Items:
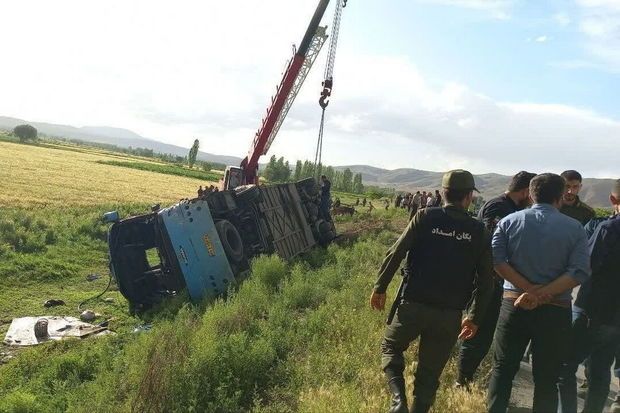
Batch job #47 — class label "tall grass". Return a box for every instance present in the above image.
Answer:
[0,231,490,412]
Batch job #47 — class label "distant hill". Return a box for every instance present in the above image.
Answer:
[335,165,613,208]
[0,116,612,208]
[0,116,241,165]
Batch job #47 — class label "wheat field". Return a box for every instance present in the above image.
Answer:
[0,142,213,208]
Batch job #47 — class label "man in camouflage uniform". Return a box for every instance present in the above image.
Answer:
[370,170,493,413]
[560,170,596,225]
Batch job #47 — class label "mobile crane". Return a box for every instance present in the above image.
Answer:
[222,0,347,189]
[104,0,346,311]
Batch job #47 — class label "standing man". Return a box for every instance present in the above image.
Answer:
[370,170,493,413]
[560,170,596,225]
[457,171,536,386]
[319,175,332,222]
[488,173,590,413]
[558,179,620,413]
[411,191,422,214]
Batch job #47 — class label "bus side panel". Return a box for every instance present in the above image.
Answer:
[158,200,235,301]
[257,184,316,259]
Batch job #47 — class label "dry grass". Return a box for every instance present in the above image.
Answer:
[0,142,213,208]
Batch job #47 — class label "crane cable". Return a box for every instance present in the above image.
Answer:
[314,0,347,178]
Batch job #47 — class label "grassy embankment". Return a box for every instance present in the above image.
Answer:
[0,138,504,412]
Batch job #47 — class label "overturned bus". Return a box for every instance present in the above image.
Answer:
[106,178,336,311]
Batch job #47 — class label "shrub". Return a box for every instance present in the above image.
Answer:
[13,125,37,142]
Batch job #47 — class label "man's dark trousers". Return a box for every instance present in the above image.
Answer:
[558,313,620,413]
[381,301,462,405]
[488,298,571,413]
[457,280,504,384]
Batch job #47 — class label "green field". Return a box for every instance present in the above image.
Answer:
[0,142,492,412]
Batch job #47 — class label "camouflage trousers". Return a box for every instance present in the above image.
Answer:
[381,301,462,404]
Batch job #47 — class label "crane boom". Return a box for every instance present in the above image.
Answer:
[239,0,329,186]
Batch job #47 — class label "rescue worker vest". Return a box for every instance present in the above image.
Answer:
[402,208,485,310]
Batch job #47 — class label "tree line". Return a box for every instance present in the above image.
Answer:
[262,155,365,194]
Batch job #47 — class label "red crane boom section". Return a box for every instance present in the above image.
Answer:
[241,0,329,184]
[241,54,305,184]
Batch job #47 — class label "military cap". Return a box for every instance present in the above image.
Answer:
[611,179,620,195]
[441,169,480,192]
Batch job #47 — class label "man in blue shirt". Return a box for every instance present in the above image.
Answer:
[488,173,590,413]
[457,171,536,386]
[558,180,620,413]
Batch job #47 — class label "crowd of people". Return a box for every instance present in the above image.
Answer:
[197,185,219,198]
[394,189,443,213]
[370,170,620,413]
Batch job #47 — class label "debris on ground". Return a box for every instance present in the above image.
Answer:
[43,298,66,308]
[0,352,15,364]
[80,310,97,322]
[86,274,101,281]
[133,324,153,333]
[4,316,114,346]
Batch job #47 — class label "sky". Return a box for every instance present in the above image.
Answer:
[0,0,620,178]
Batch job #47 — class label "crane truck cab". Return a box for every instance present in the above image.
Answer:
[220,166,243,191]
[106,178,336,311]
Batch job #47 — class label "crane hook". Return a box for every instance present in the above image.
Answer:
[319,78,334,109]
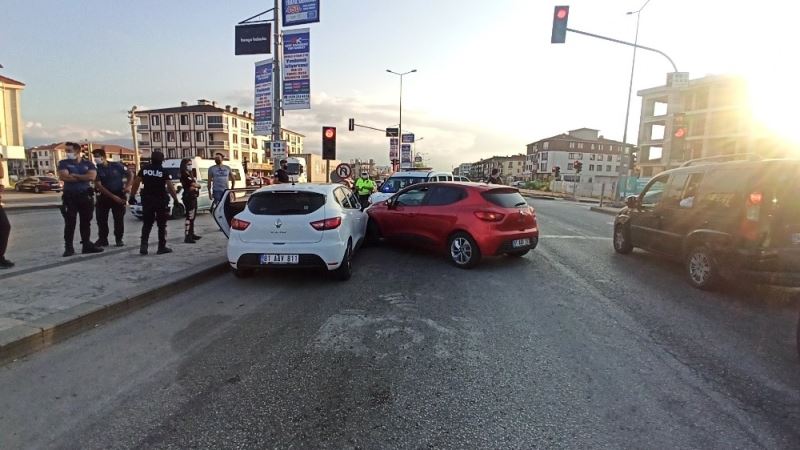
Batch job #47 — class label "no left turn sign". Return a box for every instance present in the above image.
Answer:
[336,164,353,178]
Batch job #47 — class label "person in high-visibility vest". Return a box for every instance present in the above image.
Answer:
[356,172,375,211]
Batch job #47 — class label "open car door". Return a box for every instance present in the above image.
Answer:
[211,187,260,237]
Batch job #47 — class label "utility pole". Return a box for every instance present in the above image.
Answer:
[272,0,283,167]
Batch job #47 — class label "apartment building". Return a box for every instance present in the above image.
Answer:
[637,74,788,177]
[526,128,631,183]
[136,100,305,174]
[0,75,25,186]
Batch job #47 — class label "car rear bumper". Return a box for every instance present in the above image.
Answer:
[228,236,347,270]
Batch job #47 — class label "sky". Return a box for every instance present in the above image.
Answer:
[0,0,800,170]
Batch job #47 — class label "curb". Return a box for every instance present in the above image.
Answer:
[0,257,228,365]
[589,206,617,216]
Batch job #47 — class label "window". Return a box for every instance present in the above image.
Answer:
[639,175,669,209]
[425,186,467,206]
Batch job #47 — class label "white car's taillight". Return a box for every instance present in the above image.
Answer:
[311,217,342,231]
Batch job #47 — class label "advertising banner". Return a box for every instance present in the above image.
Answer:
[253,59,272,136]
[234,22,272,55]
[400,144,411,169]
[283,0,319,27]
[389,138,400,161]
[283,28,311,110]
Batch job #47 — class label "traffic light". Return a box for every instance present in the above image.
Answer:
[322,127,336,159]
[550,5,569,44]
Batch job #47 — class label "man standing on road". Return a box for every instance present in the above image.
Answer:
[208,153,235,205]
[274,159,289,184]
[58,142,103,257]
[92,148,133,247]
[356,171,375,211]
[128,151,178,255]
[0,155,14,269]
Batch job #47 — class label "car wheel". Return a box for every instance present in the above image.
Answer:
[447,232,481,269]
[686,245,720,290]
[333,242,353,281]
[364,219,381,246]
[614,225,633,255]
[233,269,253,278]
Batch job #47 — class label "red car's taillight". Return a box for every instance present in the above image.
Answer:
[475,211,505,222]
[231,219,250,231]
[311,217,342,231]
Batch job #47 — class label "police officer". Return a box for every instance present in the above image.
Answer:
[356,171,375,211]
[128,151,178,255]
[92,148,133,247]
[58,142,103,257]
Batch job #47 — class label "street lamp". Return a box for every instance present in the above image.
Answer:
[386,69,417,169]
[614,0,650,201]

Work required: Could you copy out, word for word, everything from the start of the entries down to the line containing "[314,0,347,178]", with that line included? Leave the pictures out.

Solution below:
Batch job #47 — class label "tall grass". Return a box for every instance present in the above image.
Answer:
[0,231,490,412]
Batch job #47 — class label "distant hill". Return a box for every instance present in the above image.
Answer:
[335,165,613,208]
[0,116,612,208]
[0,116,241,165]
Batch job #47 — class label "wheat field". Return a box for every instance present in the above image.
Answer:
[0,142,213,208]
Batch job #47 — class label "man in camouflage uniform". Return a box for every instance present in the above image.
Answer:
[370,170,493,413]
[560,170,596,225]
Batch job #47 — class label "mobile crane". Return a box for every instance present in the above image.
Answer:
[222,0,347,189]
[104,0,346,311]
Batch job #47 — class label "standing man". Return a box for every instance present in the above image.
Answer:
[370,170,493,413]
[560,170,596,225]
[457,171,536,386]
[319,175,332,222]
[488,173,590,413]
[558,179,620,413]
[411,191,422,214]
Batch job #47 — class label "bus side panel". Return a box for every instance present in the above image.
Answer:
[158,200,235,301]
[257,184,316,259]
Batch job #47 — class label "dry grass". Return a box for every instance present in the above image.
Answer:
[0,142,213,208]
Batch job #47 — class label "crane cable". Return a box for every instance present in the above image.
Answer:
[314,0,347,178]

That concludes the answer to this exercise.